Problem to solve: Rewrite the entries from the line with "Crop-scouting request: mark the steel" through the last entry, keeping each request line unchanged. Multiply every coordinate in the answers by 0.65 and round to a whole number, rounding halves up.

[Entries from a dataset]
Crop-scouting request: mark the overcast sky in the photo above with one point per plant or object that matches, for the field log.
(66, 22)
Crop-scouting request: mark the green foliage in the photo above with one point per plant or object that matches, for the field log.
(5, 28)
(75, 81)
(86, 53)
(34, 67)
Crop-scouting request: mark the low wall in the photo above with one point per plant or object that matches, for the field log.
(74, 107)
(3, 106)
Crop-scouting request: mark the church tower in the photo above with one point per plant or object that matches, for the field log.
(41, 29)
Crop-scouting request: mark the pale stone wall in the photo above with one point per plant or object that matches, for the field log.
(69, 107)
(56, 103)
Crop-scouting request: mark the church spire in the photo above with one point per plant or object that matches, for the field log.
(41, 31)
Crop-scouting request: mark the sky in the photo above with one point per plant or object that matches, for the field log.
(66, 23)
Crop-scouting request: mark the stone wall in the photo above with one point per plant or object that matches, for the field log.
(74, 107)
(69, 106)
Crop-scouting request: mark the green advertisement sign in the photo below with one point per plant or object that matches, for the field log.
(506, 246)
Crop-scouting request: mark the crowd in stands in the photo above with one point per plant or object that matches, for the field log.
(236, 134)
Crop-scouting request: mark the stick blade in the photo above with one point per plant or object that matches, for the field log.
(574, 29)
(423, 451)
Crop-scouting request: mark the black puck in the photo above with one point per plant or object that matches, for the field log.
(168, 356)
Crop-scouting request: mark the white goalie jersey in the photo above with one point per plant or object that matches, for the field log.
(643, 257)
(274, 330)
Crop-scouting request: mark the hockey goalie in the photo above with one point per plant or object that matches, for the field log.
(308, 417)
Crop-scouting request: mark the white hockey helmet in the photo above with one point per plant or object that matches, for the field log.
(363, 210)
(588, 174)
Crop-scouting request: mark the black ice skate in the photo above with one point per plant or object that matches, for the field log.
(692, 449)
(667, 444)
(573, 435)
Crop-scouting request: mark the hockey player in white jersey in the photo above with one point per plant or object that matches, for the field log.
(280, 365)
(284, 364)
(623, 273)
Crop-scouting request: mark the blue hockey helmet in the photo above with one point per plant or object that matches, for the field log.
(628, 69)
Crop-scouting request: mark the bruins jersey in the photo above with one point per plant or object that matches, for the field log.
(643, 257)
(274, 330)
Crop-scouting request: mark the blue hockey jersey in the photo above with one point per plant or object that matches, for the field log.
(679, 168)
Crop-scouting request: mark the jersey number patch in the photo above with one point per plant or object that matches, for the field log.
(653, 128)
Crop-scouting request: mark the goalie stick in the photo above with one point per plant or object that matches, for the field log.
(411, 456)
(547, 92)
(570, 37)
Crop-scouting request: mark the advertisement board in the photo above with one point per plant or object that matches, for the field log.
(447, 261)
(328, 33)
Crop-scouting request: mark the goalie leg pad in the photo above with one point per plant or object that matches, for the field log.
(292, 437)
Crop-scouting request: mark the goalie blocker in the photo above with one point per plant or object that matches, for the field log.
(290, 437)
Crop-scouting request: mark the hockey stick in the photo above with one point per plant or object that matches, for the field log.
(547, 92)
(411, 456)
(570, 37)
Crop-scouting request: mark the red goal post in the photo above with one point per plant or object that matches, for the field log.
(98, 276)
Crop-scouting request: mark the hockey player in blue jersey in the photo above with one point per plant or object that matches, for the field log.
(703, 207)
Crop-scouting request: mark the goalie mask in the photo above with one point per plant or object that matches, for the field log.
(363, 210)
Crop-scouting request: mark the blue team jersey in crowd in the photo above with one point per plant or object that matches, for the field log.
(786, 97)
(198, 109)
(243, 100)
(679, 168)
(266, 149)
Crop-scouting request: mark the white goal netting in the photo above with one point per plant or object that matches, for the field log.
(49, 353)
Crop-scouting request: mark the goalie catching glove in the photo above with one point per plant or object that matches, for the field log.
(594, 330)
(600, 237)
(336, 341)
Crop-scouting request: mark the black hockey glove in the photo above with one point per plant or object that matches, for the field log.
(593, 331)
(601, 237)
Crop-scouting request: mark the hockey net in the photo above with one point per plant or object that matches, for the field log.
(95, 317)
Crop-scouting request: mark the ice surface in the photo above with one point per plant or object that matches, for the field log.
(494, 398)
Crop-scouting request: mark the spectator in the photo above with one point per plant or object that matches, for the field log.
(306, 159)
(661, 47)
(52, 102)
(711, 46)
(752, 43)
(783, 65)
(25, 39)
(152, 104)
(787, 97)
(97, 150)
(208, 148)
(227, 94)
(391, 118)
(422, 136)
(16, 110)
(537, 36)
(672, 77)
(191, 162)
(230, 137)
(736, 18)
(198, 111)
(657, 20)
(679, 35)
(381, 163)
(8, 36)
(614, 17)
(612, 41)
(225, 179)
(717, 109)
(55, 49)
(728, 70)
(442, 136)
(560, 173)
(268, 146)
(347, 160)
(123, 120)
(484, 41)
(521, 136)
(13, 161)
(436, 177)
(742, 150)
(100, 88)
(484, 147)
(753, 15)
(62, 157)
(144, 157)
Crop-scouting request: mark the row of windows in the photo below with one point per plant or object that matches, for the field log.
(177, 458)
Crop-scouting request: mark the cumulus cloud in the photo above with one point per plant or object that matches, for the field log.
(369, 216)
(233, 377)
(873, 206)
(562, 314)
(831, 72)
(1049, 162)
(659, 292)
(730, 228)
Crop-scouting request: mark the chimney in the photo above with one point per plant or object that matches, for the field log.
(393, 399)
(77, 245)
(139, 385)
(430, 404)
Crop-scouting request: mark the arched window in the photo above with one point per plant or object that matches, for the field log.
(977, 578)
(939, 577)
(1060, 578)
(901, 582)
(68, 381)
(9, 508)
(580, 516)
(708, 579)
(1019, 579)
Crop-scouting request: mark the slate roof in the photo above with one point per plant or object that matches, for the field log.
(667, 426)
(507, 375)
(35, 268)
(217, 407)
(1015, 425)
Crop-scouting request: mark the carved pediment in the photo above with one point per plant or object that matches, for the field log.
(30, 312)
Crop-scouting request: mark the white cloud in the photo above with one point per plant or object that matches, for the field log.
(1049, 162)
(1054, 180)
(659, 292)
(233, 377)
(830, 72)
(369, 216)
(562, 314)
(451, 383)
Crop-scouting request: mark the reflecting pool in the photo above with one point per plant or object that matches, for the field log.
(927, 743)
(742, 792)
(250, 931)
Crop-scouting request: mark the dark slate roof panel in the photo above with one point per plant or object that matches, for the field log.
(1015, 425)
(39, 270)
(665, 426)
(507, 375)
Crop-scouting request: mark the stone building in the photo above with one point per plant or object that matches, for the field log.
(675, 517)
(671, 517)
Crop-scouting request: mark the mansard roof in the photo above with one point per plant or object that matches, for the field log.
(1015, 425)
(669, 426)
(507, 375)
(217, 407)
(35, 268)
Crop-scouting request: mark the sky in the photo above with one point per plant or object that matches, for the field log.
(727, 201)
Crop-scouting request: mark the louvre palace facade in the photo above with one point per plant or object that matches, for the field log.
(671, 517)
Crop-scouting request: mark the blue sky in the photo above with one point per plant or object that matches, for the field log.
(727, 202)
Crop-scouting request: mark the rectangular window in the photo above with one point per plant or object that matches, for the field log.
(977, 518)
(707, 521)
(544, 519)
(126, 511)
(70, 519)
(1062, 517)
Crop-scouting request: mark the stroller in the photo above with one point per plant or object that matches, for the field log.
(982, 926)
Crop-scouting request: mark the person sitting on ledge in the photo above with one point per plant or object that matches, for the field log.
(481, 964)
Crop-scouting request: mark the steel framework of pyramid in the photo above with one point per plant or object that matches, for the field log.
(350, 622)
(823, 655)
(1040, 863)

Task output:
Crop-scouting request: mark the steel framework of pyramid in the photo above with one point per plant or object that matches, for the field log.
(228, 404)
(535, 426)
(676, 561)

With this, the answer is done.